-- Material for the task --

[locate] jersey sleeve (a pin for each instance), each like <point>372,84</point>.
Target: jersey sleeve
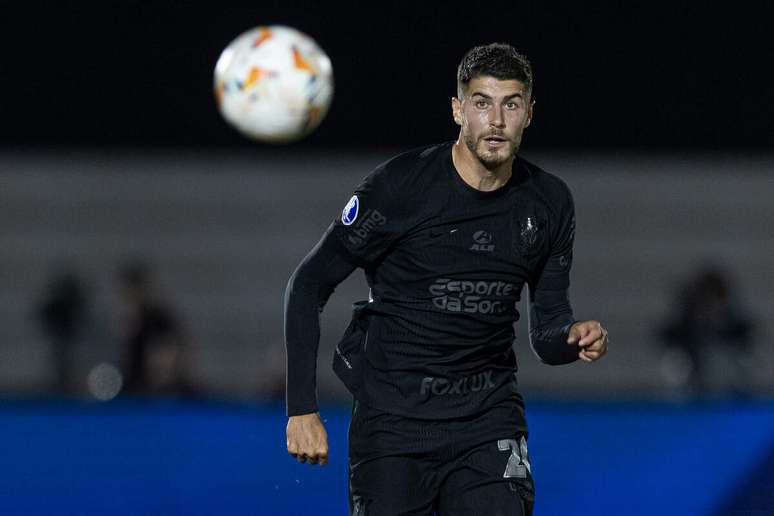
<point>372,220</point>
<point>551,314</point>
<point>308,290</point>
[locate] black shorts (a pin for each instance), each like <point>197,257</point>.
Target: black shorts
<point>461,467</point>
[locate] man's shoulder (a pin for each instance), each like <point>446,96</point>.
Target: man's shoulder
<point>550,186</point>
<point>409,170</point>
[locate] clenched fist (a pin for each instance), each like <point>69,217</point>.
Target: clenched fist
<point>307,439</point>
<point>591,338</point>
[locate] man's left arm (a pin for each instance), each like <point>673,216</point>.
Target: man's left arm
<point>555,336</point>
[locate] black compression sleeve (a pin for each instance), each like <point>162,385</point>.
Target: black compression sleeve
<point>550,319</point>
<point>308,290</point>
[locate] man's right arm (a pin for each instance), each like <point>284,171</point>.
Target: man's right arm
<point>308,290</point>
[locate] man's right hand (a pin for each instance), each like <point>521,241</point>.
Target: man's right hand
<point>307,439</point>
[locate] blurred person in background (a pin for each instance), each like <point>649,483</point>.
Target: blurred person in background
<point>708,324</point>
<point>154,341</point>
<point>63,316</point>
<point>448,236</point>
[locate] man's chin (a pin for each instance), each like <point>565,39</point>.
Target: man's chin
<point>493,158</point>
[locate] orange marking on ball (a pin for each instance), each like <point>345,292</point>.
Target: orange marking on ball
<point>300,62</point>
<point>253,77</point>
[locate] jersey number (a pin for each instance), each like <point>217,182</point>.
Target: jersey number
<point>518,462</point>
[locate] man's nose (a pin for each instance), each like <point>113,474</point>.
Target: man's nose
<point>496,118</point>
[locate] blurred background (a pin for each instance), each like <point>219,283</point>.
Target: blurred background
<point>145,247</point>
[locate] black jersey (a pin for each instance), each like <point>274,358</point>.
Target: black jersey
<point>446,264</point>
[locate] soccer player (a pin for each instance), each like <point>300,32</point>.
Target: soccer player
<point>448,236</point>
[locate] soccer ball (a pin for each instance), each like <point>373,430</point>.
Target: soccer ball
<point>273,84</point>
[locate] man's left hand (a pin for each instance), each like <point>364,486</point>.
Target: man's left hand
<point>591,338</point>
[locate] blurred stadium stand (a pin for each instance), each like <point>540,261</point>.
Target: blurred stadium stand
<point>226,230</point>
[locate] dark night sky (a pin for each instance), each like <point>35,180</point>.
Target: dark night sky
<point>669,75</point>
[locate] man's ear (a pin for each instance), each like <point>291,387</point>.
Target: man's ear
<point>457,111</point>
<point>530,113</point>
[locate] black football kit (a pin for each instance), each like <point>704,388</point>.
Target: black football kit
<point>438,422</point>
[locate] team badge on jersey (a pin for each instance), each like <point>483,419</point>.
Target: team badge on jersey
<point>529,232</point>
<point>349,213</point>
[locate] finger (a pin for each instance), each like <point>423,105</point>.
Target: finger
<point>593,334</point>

--

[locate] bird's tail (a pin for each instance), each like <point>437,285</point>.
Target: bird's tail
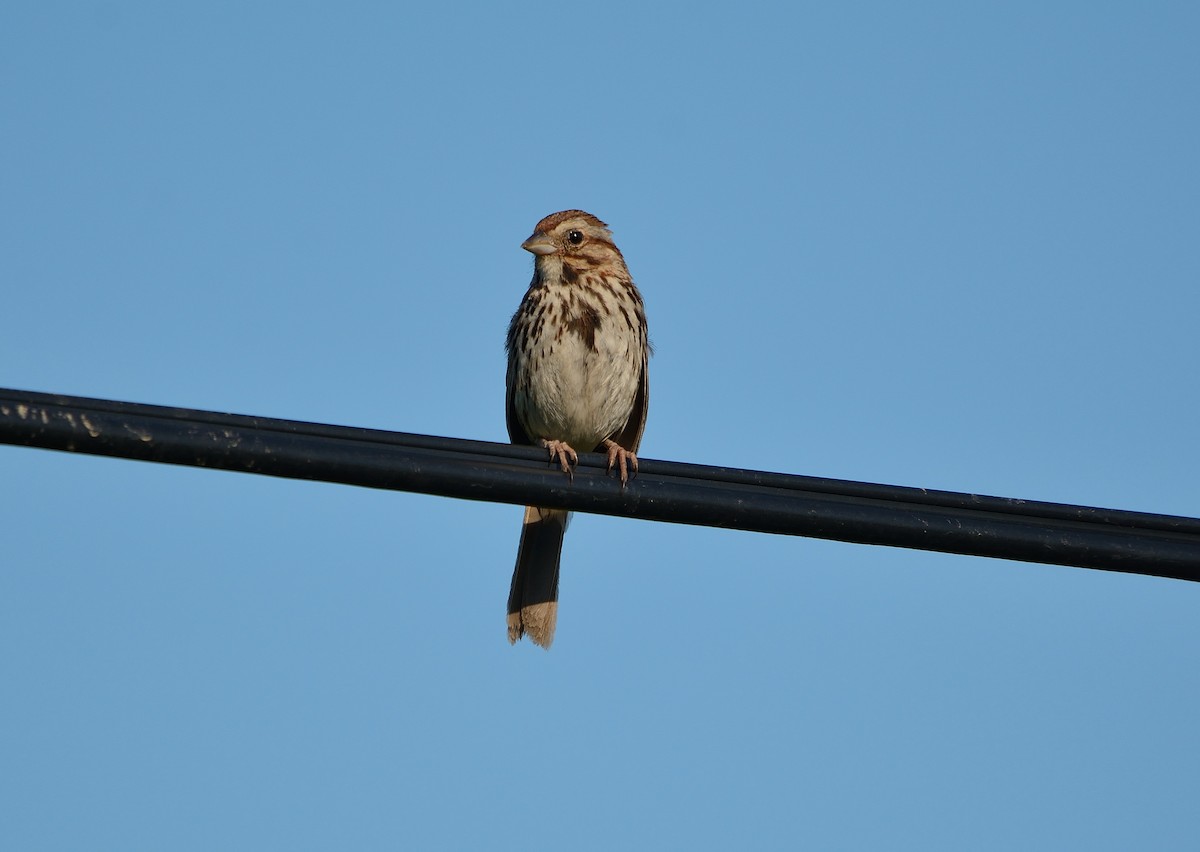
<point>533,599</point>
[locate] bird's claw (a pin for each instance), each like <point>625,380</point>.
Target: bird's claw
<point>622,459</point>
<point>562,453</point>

-- Job --
Reproduce verbatim the part of the records that opens with the line containing "[locate] black compression" and closes with the line containing "<point>145,247</point>", including both of those lines.

-- Correct result --
[locate] black compression sleeve (a pin for each instance), each like <point>162,385</point>.
Target: black compression sleeve
<point>550,319</point>
<point>308,290</point>
[locate] man's right arm (a pin for each instance), each like <point>284,171</point>.
Target: man's right arm
<point>308,290</point>
[locate] man's right hand (a pin for each instance), each like <point>521,241</point>.
Target: man's right hand
<point>307,439</point>
[locate] blurred person in background (a pin for each instance), each like <point>649,483</point>.
Target: blurred person in background
<point>708,324</point>
<point>154,341</point>
<point>63,316</point>
<point>448,236</point>
[locate] man's chin (a pin for each instance), each like <point>565,39</point>.
Target: man's chin
<point>493,158</point>
[locate] orange marking on ball (a pin for each instance), each like <point>345,292</point>.
Target: orange marking on ball
<point>300,62</point>
<point>253,77</point>
[locate] jersey number (a pin for each instance), each like <point>217,182</point>.
Target: jersey number
<point>518,462</point>
[locate] man's nose (a pin for each instance), each like <point>113,474</point>.
Target: man's nose
<point>496,118</point>
[locate] blurred background (a pin for each instance), each like <point>219,283</point>.
Target: blurred background
<point>145,247</point>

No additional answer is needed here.